▶ _Problem to solve_: Every record should be written out exactly, with the pictures left out.

▶ _Material supplied_:
--------------------------------------------------

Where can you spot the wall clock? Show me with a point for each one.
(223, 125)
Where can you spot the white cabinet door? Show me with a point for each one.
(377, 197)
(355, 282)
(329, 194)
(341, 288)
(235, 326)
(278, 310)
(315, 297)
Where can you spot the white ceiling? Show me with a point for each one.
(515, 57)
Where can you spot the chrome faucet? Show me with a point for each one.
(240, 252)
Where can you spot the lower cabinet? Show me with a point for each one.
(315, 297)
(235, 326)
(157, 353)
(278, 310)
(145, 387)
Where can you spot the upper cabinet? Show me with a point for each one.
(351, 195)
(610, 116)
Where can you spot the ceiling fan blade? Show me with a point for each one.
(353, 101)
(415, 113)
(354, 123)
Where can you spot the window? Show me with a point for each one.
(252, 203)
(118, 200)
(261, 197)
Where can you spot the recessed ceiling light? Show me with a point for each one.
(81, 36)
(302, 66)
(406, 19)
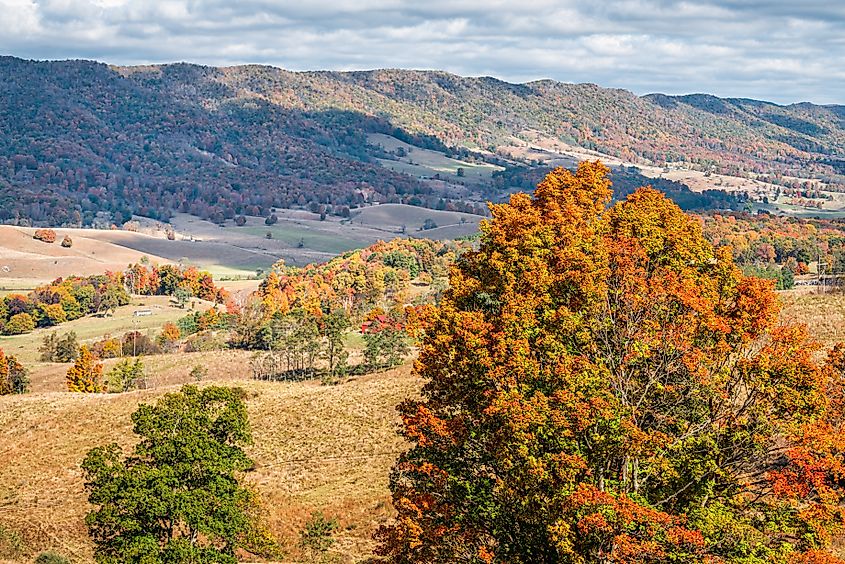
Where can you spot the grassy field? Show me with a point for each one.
(93, 328)
(316, 447)
(426, 163)
(293, 236)
(326, 448)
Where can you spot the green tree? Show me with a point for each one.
(125, 375)
(316, 537)
(334, 326)
(182, 296)
(59, 349)
(178, 497)
(19, 324)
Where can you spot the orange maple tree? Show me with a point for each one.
(602, 385)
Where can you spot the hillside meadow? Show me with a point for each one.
(316, 447)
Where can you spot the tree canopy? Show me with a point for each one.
(178, 497)
(602, 385)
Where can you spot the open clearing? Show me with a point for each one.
(425, 163)
(316, 447)
(326, 448)
(228, 252)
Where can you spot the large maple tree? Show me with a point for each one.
(602, 385)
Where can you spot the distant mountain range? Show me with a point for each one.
(81, 139)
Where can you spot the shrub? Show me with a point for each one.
(198, 372)
(169, 337)
(46, 235)
(59, 349)
(19, 323)
(125, 376)
(110, 347)
(136, 343)
(316, 537)
(51, 558)
(14, 378)
(86, 375)
(189, 474)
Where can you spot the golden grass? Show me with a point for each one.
(823, 313)
(316, 447)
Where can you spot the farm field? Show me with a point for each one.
(229, 252)
(326, 448)
(316, 447)
(426, 163)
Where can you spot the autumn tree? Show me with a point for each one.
(14, 378)
(602, 385)
(179, 496)
(86, 375)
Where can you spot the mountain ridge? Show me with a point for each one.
(86, 138)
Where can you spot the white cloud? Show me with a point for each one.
(772, 49)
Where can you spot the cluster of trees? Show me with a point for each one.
(604, 385)
(14, 378)
(382, 275)
(172, 280)
(625, 181)
(82, 140)
(765, 239)
(74, 297)
(60, 301)
(179, 496)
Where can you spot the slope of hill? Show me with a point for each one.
(81, 138)
(327, 448)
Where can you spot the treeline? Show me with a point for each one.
(84, 144)
(625, 181)
(66, 299)
(764, 239)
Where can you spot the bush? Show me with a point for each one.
(46, 235)
(198, 372)
(125, 376)
(19, 323)
(315, 538)
(51, 558)
(136, 343)
(205, 341)
(109, 347)
(59, 349)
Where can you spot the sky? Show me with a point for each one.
(781, 51)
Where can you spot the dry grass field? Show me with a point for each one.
(316, 447)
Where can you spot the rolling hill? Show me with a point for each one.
(83, 143)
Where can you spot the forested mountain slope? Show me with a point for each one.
(79, 137)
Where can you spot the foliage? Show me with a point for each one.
(125, 376)
(18, 324)
(135, 343)
(74, 297)
(198, 372)
(386, 341)
(86, 375)
(169, 336)
(59, 349)
(602, 385)
(14, 378)
(315, 538)
(51, 558)
(46, 235)
(178, 497)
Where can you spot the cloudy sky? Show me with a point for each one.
(784, 51)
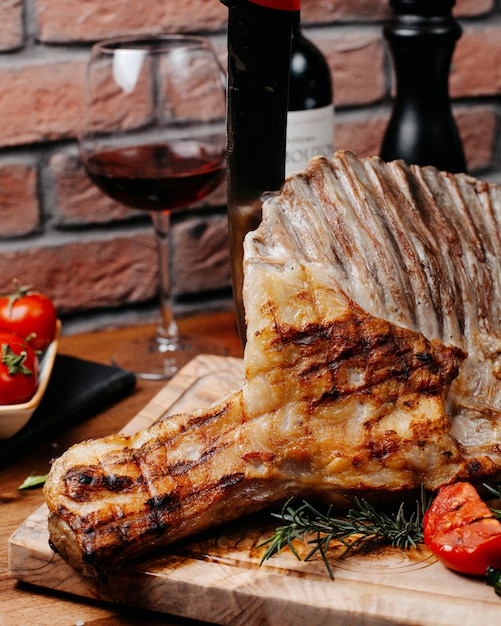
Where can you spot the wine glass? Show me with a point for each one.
(153, 137)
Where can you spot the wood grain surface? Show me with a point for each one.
(217, 577)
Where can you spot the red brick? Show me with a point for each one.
(477, 127)
(202, 259)
(11, 19)
(87, 273)
(320, 11)
(470, 8)
(476, 70)
(357, 62)
(364, 134)
(74, 20)
(19, 210)
(78, 200)
(361, 133)
(40, 99)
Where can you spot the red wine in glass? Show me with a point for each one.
(157, 177)
(153, 137)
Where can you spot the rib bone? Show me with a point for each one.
(344, 392)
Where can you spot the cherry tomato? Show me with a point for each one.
(461, 530)
(18, 369)
(29, 314)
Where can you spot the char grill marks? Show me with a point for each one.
(369, 367)
(417, 247)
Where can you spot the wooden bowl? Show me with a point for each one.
(14, 416)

--------------------------------------------------

▶ _Result of this exercise_:
Where can you spot the wall clock? Show me with a point for each one.
(223, 125)
Where can you spot the white cabinet door? Show me with a point for each one.
(377, 197)
(355, 282)
(329, 194)
(341, 288)
(235, 326)
(278, 310)
(315, 297)
Where can you spot the white ceiling? Show me with a point for each one.
(515, 57)
Where can you spot the chrome faucet? Show me with a point for each one.
(240, 252)
Where can you spot the lower cabinet? Show me with a point for each one.
(315, 297)
(235, 326)
(157, 353)
(278, 310)
(145, 387)
Where can you spot the upper cabinet? Show me with a point for each one.
(351, 195)
(610, 116)
Where can you spot the ceiling fan blade? Show me with a point for each one.
(353, 101)
(415, 113)
(354, 123)
Where can you spot the window? Show me with a point for each one.
(252, 203)
(118, 200)
(261, 197)
Where can you spot the recessed ceiling light? Show me with a point for each one.
(81, 36)
(302, 66)
(406, 19)
Where can you spot the grassy field? Show me with a point for each one.
(93, 328)
(316, 447)
(426, 163)
(293, 236)
(326, 448)
Where can you spot the green tree? Show me with a point for each one.
(125, 375)
(316, 537)
(334, 326)
(182, 296)
(59, 349)
(178, 497)
(19, 324)
Where can you spot the orange maple tree? Show me with a point for each one.
(602, 385)
Where can you spot the hillside meadow? Show me with a point for each one.
(316, 447)
Where can you spot the tree canopy? Show me with a point for each one.
(178, 497)
(602, 385)
Where can you spot the open clearing? Show me with a point for each one.
(425, 163)
(316, 447)
(326, 448)
(228, 252)
Where can you spot the large maple tree? Show me with a point for each one.
(602, 385)
Where can you spot the distant mountain range? Show me with a point for each one.
(81, 139)
Where can you spot the shrub? Show me with a point for each one.
(198, 372)
(169, 337)
(46, 235)
(59, 349)
(19, 323)
(125, 376)
(110, 347)
(136, 343)
(316, 537)
(51, 558)
(14, 378)
(86, 375)
(189, 474)
Where can you spot the golden grass? Show me with a point for each one.
(823, 313)
(316, 447)
Where can you spot the farm field? Show me with a point for each one.
(229, 252)
(326, 448)
(316, 447)
(426, 163)
Where can you spot the autumn tree? Show me with a point for each one.
(14, 378)
(602, 385)
(179, 496)
(86, 375)
Where can you spot the mountain ridge? Show me with a point for each one.
(86, 138)
Where can you spot the white cloud? Show me with a point for each one.
(772, 49)
Where can you spot the cluster of trees? Show me with a point for each one.
(604, 385)
(14, 378)
(382, 275)
(172, 280)
(625, 181)
(82, 140)
(765, 239)
(74, 297)
(60, 301)
(179, 496)
Where can you spot the slope of hill? Show me with a point for each one.
(81, 138)
(327, 448)
Where can you spot the treeline? Show me with a point for each one.
(84, 144)
(625, 181)
(66, 299)
(764, 239)
Where can you spot the bush? Show me with a point for each one.
(46, 235)
(198, 372)
(125, 376)
(19, 323)
(315, 538)
(51, 558)
(136, 343)
(205, 341)
(109, 347)
(59, 349)
Where can you spot the sky? Show me with a point for each one.
(781, 51)
Where can you spot the dry grass field? Show me with a point for each one.
(316, 447)
Where can you spot the rolling hill? Show me with a point for each one.
(83, 143)
Where can you spot the forested mountain slope? Show me with a point for each one.
(79, 137)
Where can you spot the foliage? Show me with a point for each one.
(125, 376)
(18, 324)
(135, 343)
(74, 297)
(198, 372)
(386, 341)
(86, 375)
(169, 336)
(59, 349)
(602, 385)
(14, 378)
(315, 538)
(51, 558)
(46, 235)
(178, 497)
Where can you spot the cloudy sky? Show me with a point for each one.
(784, 51)
Where can you spot the wine glass? Show me with a point for each one.
(153, 137)
Where can you spot the wood grain surface? Show me with a point for each one.
(217, 577)
Where can you spot the red brick? Show me with a point for each one.
(477, 127)
(202, 259)
(11, 19)
(87, 273)
(320, 11)
(470, 8)
(476, 70)
(357, 62)
(364, 134)
(74, 20)
(19, 210)
(78, 200)
(361, 133)
(40, 99)
Where can you spot the red wine in glass? Show me with a point for each one.
(157, 177)
(153, 137)
Where can you spot the rib bone? Show me with a point for each one.
(344, 392)
Where can you spot the cherry tomato? Show me with a point for each one.
(461, 530)
(18, 369)
(29, 314)
Where can you spot the char grill marks? Show me with a point for each one.
(369, 367)
(417, 247)
Where can you spot the wooden bowl? Show me with a point for each one.
(14, 416)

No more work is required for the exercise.